Questions on the material.
[1] Repeat the stretch of the biography from "Alily holds a" through "War College, Nigeria.", switching "fellow" to "graduate".
[2] Answer these questions from the biography:
(a) Which institution awarded Alily a Post Graduate Certificate in Public Administration?
(b) To which country was NNS ERIN-OMI deployed for Peace Support Operations?
(c) What was Alily appointed to in 1998?
[3] For each statement, answer yes or no based on the biography, and quote the words that decide it:
(a) Alily is a life member of the US Naval Institute.
(b) Alily was the Navigating Officer of NNS ENYIMIRI.
(c) Alily served as Aide-de-Camp to the Military Governor of Imo State.

Source passage.
==*==

Alily holds a Master's degree in International Service (MIS), majoring in International Peace and Conflict Resolution (IPCR) from the American University in Washington, D.C. He also holds a Post Graduate Certificate in Public Administration from the Ghana Institute of Management and Public Administration (GIMPA). He is a member of the Royal Institute of Navigation in London, a life member of the US Naval Institute, and a fellow of the National War College, Nigeria.

==Naval service==
As a seaman officer, Alily held several appointments, ashore and afloat. Some of these included watch keeping duties on board the Navy’s Fast Attack Craft (Missile) – NNS AGU, AYAM and SIRI. He was the Aide-de-Camp to the Military Governor Imo State (1986–87). He was also the Navigating Officer of NNS ERIN-OMI, corvette, which was deployed to Liberia for Peace Support Operations under the auspices of the ECOWAS Monitoring Group Naval Task Force. In addition, Alily was the Executive Officer of NNS ENYIMIRI, another Corvette. He was an Instructor and later, Officer-in-Charge, Navigation and Direction School, Apapa, Lagos. He held the appointments as Officer in-Charge Directorate of Naval Intelligence Annex, Apapa as well as Staff Officer Intelligence at the Naval Headquarters. In 1998, he was appointed Deputy Director of Research and Development, Defence Intelligence Agency.

==*==

Supplied data.
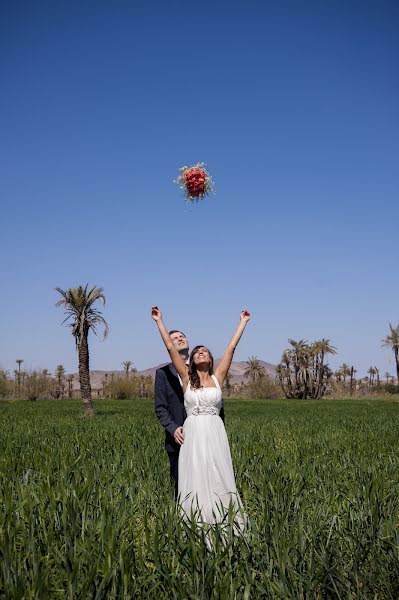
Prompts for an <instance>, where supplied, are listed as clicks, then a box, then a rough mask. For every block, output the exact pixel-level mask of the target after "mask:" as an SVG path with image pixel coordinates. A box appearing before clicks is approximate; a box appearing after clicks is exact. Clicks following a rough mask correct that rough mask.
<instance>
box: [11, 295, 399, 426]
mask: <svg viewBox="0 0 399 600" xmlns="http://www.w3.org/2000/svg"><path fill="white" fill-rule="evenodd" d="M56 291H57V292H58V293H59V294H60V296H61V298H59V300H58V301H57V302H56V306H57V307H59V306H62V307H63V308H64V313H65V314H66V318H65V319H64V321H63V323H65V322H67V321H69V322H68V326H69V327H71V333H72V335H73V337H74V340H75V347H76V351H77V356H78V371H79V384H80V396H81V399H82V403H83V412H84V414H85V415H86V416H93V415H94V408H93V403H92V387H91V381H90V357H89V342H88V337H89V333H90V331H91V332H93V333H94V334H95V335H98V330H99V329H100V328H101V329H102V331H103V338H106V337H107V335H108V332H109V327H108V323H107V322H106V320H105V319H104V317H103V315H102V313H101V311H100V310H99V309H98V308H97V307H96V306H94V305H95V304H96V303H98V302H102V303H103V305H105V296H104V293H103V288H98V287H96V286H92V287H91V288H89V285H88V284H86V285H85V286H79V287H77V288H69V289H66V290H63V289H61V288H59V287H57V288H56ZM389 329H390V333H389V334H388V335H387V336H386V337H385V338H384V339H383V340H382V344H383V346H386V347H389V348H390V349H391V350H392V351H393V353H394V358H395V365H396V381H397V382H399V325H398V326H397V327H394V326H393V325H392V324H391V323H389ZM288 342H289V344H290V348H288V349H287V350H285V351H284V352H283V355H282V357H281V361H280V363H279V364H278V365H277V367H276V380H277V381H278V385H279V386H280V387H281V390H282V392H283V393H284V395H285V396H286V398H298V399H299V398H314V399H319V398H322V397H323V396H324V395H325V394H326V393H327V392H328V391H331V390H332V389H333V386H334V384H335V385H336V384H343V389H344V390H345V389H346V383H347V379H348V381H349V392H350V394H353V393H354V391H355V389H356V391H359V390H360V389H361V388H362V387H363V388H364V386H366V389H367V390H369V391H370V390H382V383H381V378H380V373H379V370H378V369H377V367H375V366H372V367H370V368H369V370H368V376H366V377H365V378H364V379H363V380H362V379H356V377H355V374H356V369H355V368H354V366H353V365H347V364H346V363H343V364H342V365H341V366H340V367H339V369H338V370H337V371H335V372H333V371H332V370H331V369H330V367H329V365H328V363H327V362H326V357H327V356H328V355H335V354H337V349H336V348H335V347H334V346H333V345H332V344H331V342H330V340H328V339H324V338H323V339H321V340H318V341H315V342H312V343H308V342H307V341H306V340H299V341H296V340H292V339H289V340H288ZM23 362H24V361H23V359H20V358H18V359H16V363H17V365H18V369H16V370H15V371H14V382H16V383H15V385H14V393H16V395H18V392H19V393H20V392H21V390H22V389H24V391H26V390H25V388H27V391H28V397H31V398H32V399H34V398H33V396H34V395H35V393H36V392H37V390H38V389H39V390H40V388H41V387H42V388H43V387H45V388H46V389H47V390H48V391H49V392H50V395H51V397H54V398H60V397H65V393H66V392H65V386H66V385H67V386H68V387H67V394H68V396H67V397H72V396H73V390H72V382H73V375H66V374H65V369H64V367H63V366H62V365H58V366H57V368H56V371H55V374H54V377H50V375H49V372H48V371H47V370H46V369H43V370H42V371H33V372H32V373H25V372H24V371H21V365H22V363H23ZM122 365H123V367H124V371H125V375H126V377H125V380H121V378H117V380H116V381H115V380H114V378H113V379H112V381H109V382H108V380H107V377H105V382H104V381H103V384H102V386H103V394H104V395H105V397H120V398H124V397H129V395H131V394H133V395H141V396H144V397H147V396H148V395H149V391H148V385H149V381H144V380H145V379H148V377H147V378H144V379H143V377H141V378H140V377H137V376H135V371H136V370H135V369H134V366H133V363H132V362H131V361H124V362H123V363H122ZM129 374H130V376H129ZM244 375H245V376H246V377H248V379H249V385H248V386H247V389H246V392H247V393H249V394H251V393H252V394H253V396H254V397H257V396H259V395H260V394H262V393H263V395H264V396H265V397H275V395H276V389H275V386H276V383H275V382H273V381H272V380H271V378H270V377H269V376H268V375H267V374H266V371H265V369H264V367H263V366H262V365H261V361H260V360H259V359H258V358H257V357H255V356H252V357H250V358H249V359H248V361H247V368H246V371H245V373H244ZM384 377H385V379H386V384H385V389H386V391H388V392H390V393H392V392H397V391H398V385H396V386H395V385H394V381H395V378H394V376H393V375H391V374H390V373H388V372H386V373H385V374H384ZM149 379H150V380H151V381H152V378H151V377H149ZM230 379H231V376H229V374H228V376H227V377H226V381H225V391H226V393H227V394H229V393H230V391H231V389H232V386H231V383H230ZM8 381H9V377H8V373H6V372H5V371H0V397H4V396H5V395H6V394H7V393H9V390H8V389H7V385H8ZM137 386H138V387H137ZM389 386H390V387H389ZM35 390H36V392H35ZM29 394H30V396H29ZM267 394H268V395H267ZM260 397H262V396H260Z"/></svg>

==*==

Answers to the problems.
[1]
Alily holds a Master's degree in International Service (MIS), majoring in International Peace and Conflict Resolution (IPCR) from the American University in Washington, D.C. He also holds a Post Graduate Certificate in Public Administration from the Ghana Institute of Management and Public Administration (GIMPA). He is a member of the Royal Institute of Navigation in London, a life member of the US Naval Institute, and a graduate of the National War College, Nigeria.

[2]
(a) The Ghana Institute of Management and Public Administration (GIMPA).
(b) Liberia.
(c) Deputy Director of Research and Development, Defence Intelligence Agency.

[3]
(a) Yes: "a life member of the US Naval Institute"
(b) No: "Alily was the Executive Officer of NNS ENYIMIRI, another Corvette"
(c) Yes: "He was the Aide-de-Camp to the Military Governor Imo State (1986–87)"